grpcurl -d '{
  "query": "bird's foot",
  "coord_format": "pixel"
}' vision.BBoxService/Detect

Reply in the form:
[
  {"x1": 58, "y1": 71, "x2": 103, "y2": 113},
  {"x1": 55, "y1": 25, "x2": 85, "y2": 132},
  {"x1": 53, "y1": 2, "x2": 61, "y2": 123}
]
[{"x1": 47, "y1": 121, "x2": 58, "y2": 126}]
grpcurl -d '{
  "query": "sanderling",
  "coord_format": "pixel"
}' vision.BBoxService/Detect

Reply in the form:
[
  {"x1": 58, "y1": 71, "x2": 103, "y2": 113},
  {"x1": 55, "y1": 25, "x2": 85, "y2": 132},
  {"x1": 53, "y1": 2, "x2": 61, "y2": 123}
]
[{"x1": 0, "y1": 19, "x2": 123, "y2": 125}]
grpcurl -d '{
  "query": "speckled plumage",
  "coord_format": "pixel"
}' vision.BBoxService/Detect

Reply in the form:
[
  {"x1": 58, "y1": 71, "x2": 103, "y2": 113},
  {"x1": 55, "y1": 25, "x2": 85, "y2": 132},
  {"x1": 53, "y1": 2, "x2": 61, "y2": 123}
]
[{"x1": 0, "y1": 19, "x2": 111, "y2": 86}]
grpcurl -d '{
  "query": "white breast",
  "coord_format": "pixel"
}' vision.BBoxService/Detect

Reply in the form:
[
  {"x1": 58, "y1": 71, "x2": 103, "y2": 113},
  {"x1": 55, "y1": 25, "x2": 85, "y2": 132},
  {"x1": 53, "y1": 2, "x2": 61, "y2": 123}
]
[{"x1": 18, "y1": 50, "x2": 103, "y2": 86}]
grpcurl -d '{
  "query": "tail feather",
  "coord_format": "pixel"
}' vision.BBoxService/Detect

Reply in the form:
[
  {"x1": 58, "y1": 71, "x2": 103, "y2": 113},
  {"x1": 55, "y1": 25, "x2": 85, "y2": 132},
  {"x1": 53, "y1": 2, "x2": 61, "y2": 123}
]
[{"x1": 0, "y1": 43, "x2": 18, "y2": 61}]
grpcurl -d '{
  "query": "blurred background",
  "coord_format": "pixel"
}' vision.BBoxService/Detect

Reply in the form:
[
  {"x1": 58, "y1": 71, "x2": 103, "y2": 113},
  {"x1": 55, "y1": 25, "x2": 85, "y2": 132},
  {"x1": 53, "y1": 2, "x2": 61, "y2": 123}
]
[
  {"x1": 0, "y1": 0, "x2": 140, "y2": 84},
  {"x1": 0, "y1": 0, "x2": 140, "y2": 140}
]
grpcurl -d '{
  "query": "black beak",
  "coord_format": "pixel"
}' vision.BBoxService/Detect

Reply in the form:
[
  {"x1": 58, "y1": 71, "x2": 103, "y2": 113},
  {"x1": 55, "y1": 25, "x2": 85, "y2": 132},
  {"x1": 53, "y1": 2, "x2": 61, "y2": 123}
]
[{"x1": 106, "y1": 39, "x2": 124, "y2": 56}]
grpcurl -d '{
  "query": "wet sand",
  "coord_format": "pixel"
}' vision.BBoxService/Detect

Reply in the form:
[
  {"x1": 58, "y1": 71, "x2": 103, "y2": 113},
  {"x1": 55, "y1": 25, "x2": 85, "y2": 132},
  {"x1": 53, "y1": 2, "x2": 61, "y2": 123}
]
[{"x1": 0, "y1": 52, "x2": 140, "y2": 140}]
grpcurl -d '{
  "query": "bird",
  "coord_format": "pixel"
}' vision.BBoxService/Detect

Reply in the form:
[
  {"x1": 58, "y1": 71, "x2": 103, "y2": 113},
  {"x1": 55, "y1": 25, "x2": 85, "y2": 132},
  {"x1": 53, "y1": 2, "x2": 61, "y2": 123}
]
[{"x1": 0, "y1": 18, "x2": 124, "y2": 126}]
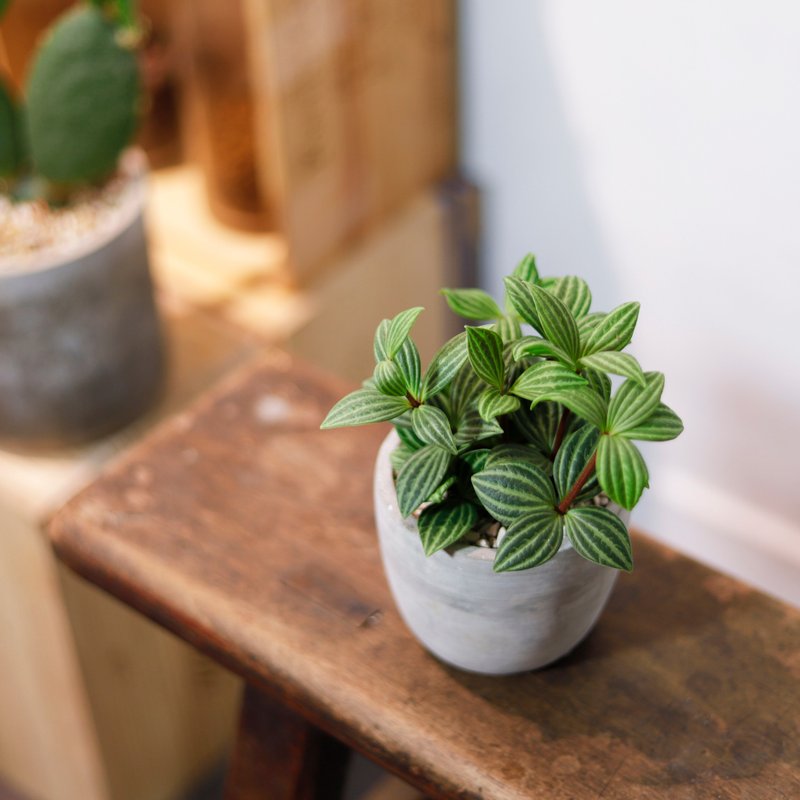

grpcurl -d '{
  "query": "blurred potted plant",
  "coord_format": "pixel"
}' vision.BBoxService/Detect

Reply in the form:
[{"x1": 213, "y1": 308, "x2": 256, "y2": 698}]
======
# THE EXERCISE:
Locate each line in the data containing the word "blurred" and copy those lines.

# PROBLEM SOLUTION:
  "query": "blurred background",
  "query": "blurred potted plant",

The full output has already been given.